### Work instructions:
Every entry that follows should be repeated exactly; drop the images.
━━━━━━━━
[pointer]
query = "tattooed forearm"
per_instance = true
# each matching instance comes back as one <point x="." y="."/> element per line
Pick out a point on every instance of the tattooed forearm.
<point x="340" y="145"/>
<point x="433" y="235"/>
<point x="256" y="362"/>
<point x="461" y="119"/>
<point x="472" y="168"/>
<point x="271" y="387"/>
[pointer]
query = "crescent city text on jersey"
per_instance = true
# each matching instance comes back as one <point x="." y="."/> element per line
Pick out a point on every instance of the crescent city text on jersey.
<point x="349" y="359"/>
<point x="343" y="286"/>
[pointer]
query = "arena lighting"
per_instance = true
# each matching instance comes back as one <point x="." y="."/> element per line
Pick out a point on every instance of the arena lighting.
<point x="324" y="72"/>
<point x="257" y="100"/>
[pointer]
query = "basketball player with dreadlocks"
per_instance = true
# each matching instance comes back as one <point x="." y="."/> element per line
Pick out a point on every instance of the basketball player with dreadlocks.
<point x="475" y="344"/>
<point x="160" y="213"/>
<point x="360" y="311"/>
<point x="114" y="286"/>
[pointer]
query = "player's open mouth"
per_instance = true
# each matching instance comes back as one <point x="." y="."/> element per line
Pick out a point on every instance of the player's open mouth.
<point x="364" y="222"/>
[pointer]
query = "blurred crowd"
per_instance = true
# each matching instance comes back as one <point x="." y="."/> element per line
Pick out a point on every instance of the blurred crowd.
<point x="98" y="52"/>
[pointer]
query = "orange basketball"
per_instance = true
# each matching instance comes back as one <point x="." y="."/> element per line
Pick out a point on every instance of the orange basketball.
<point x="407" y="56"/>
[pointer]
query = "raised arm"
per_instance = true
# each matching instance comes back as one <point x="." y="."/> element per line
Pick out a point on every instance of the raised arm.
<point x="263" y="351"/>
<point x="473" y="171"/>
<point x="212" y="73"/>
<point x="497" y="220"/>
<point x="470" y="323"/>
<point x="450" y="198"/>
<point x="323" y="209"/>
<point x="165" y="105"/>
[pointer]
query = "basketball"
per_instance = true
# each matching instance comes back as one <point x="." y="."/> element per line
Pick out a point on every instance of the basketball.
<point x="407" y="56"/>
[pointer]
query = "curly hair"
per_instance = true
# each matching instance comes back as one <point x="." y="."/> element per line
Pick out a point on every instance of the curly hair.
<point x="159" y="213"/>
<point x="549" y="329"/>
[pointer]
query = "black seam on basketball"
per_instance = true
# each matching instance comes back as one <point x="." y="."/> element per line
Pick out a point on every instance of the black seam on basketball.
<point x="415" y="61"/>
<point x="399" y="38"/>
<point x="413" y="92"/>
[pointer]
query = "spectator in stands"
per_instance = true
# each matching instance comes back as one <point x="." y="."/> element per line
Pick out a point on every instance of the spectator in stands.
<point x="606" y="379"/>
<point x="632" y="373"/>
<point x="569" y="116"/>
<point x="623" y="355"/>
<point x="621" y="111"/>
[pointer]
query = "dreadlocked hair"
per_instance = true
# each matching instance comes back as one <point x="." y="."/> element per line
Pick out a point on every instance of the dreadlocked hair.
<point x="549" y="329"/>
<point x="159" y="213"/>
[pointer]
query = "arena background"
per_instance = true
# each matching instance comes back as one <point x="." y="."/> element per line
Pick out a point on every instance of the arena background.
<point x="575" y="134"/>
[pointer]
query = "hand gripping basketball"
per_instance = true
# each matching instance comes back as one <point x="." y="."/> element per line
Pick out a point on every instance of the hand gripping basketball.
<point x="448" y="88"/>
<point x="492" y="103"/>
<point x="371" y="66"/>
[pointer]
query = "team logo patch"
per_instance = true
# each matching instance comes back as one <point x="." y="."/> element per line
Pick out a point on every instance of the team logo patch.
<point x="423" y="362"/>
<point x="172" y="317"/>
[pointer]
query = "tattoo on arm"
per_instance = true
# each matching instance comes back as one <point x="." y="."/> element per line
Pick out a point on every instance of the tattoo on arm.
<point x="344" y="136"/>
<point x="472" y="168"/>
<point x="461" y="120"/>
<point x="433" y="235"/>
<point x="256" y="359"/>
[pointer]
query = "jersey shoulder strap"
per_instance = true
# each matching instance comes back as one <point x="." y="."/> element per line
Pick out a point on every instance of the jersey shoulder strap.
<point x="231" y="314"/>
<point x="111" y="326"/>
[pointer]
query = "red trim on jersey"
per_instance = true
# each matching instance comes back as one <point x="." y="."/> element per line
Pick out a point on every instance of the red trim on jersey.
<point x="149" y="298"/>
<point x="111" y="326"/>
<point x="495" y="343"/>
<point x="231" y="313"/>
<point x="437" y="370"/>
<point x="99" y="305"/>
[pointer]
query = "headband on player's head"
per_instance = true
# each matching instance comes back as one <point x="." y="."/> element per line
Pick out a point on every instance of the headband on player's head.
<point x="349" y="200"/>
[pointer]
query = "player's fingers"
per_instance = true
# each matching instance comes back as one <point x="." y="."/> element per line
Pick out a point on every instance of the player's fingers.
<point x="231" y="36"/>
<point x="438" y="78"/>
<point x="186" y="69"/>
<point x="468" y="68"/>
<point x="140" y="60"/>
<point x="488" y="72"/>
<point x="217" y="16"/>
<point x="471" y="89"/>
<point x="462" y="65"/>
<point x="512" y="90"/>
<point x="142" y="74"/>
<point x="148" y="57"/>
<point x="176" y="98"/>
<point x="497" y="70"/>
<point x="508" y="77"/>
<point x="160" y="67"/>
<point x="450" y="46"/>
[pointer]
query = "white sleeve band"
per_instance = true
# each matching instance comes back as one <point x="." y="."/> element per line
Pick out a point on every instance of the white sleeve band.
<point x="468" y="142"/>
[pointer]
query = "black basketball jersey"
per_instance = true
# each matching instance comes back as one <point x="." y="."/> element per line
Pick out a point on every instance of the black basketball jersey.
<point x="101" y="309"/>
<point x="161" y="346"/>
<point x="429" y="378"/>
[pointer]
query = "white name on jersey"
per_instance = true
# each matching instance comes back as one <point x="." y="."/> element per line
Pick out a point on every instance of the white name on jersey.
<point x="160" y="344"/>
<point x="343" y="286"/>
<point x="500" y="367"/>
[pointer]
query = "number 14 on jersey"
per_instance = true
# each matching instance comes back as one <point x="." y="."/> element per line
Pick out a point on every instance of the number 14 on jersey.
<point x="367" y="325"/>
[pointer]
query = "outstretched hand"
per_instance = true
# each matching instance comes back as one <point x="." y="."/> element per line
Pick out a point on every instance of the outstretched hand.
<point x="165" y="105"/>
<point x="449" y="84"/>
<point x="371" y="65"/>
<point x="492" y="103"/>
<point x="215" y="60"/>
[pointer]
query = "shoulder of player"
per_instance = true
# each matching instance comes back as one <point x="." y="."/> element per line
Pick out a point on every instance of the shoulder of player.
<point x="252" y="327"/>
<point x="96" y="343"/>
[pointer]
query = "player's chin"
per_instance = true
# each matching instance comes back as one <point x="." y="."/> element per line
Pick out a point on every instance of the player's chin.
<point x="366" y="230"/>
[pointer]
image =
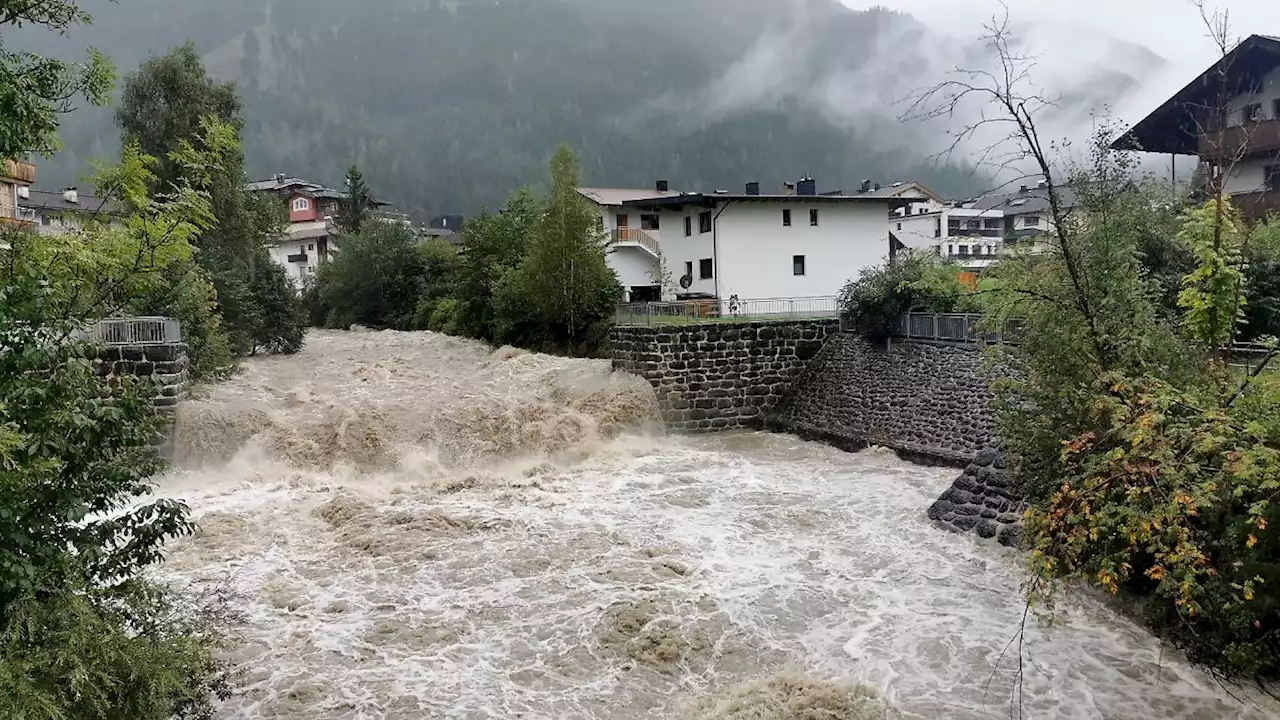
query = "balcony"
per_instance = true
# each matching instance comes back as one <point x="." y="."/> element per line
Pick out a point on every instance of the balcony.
<point x="1242" y="141"/>
<point x="1257" y="205"/>
<point x="17" y="172"/>
<point x="634" y="237"/>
━━━━━━━━
### Output of the exercise:
[pointer]
query = "tattooed forearm"
per_instance = true
# each matching instance comes back as one <point x="." y="."/> element per line
Pick out a point on every instance of the tattooed forearm.
<point x="340" y="145"/>
<point x="433" y="235"/>
<point x="256" y="362"/>
<point x="461" y="119"/>
<point x="472" y="168"/>
<point x="271" y="387"/>
[pointer]
query = "crescent city text on jersey"
per_instance = true
# each matching instance comes back as one <point x="." y="."/> element per line
Pick out a point on every instance of the crescent city text on jersey.
<point x="349" y="359"/>
<point x="343" y="286"/>
[pointer]
query = "arena lighting"
per_instance = true
# each matching instance comes back as one <point x="." y="."/> element per line
Pick out a point on every instance of the arena lighting.
<point x="324" y="72"/>
<point x="257" y="100"/>
[pointer]
query = "basketball player with dreadlocks"
per_instance = true
# each matching instance comes back as one <point x="." y="."/> element per line
Pick out a point on every instance of the basketball player with dreadlocks.
<point x="475" y="344"/>
<point x="160" y="213"/>
<point x="360" y="311"/>
<point x="114" y="286"/>
[pointer]
query = "player's open mouth"
per_instance = true
# each matching instance comes back as one <point x="." y="."/> element per line
Pick out a point on every instance of the player's open mouth.
<point x="364" y="222"/>
[pointer]
query = "blurred crowd"
per_instance = true
# each matching instance comes back as one <point x="." y="."/> element per line
Pick out a point on every instance of the blurred crowd.
<point x="98" y="52"/>
[pointer]
query = "orange basketball"
per_instance = true
# each matching instance comes back as one <point x="." y="."/> element per line
Pick out a point on every instance of the orange basketball.
<point x="407" y="56"/>
[pointer]
query = "raised arm"
per_instance = true
# each matching instance comes back as one <point x="." y="."/> element per line
Pick out a point on every instance of the raised arm.
<point x="263" y="351"/>
<point x="473" y="171"/>
<point x="212" y="73"/>
<point x="497" y="220"/>
<point x="470" y="323"/>
<point x="450" y="198"/>
<point x="323" y="209"/>
<point x="165" y="105"/>
[pointer]
query = "basketball"
per_instance = true
# each matching instance comes back as one <point x="." y="."/> element per line
Pick out a point on every instance of the basketball.
<point x="407" y="56"/>
[pointer]
query = "curly hair"
per_instance = true
# each matching instance comes back as one <point x="." y="."/> element per line
Pick out a point on every instance of the curly hair.
<point x="159" y="213"/>
<point x="549" y="329"/>
[pointer]
query = "black seam on basketball"
per_instance = true
# each matching instance comes back as one <point x="." y="."/> element per line
Pick out a point on every instance of the black seam on basketball.
<point x="415" y="61"/>
<point x="399" y="38"/>
<point x="413" y="92"/>
[pointer]
query = "spectator in stands"
per_instance = true
# each matching instance comes back as one <point x="." y="."/> element per line
Pick out a point on every instance of the spectator in stands.
<point x="606" y="379"/>
<point x="632" y="373"/>
<point x="569" y="116"/>
<point x="623" y="355"/>
<point x="621" y="111"/>
[pointer]
query = "dreadlocked hair"
per_instance = true
# each matching instance comes back as one <point x="." y="."/> element per line
Pick out a point on every instance of the dreadlocked hair.
<point x="549" y="329"/>
<point x="159" y="213"/>
[pointer]
query = "arena background"
per_instance = true
# each matching instance comes back as one <point x="." y="."/> element per line
Pick out a point on every instance of the arena background.
<point x="575" y="134"/>
[pointer]
query = "hand gripping basketball"
per_instance = true
# each matching instance comes back as one <point x="." y="."/> element per line
Pick out a point on every instance of the hand gripping basketball.
<point x="448" y="88"/>
<point x="492" y="103"/>
<point x="371" y="66"/>
[pointer]
query = "team logo patch"
per_instance = true
# each matching instance comes back as one <point x="." y="."/> element per line
Pick out a point on every instance of the team logo patch.
<point x="423" y="362"/>
<point x="172" y="317"/>
[pointer]
query = "tattoo on arm"
per_instance = true
# each matching instance comes back as one <point x="." y="."/> element per line
Pick out a point on every instance of the tattoo on arm.
<point x="344" y="136"/>
<point x="472" y="168"/>
<point x="461" y="120"/>
<point x="433" y="235"/>
<point x="256" y="359"/>
[pointer]
query = "jersey shoulder strap"
per_instance = true
# each matching instance comes back as one <point x="." y="."/> element per line
Pick out a point on every instance of the jersey shoulder strap.
<point x="231" y="314"/>
<point x="111" y="326"/>
[pointer]
query = "red trim on jersey"
per_instance = true
# each matching instance comes back as one <point x="." y="."/> element per line
Pick out a point on every instance of the red trim on jersey.
<point x="149" y="298"/>
<point x="111" y="326"/>
<point x="495" y="343"/>
<point x="231" y="313"/>
<point x="437" y="370"/>
<point x="99" y="305"/>
[pointer]
query = "headband on player's head"
per_instance = true
# each matching instance comes back as one <point x="." y="."/> element per line
Pick out a point on every instance of the headband on player's head.
<point x="349" y="200"/>
[pointer]
query = "player's fingers"
per_instance = true
# each matching instance comes back as one <point x="." y="."/> element per line
Pick out a point on every instance of the player's fingers.
<point x="231" y="36"/>
<point x="438" y="78"/>
<point x="186" y="69"/>
<point x="468" y="68"/>
<point x="140" y="60"/>
<point x="488" y="72"/>
<point x="217" y="16"/>
<point x="471" y="89"/>
<point x="462" y="65"/>
<point x="512" y="90"/>
<point x="142" y="74"/>
<point x="148" y="57"/>
<point x="176" y="98"/>
<point x="497" y="70"/>
<point x="508" y="77"/>
<point x="160" y="67"/>
<point x="450" y="46"/>
[pointer]
query = "white sleeve band"
per_instance = true
# each matching instance comes back as one <point x="." y="."/> element per line
Pick out a point on every instance of the white sleeve band.
<point x="468" y="142"/>
[pointer]
query = "black basketball jersey"
per_instance = true
# each matching instance comes back as one <point x="." y="."/> element per line
Pick out a point on every instance of the black basketball jersey.
<point x="101" y="309"/>
<point x="161" y="346"/>
<point x="429" y="378"/>
[pointer]
query = "white name on jersey"
per_instance = true
# each matching instance comes back as one <point x="." y="."/> element per line
Pick out a point on every instance of the white name on jersey.
<point x="160" y="344"/>
<point x="343" y="286"/>
<point x="500" y="367"/>
[pointer]
query = "number 14 on jersey"
per_instance = true
# each matching instance comes back as one <point x="." y="."/> element per line
Pick out a point on every instance of the number 14 on jersey.
<point x="367" y="325"/>
[pointer]
query = "outstretched hand"
per_instance = true
# each matching instance comes back as one <point x="." y="."/> element per line
Pick out a point on every instance of the outstretched hand.
<point x="165" y="105"/>
<point x="449" y="84"/>
<point x="371" y="65"/>
<point x="492" y="103"/>
<point x="215" y="60"/>
[pointer]
query = "shoulder of player"
per_instance = true
# each matching instance comes back as one <point x="." y="."/> element per line
Pick out a point on every instance of the shoulder of player.
<point x="252" y="327"/>
<point x="96" y="343"/>
[pointer]
query = "player's chin"
per_instance = true
# each matching instance comes back as one <point x="." y="."/> element per line
Pick out a point on every instance of the player's chin.
<point x="366" y="230"/>
[pointer]
image =
query = "balcony"
per_instance = true
# each matching instance comes back as one <point x="." y="."/> element per line
Pick out a point on every instance of the balcony.
<point x="1242" y="141"/>
<point x="1257" y="205"/>
<point x="17" y="172"/>
<point x="634" y="237"/>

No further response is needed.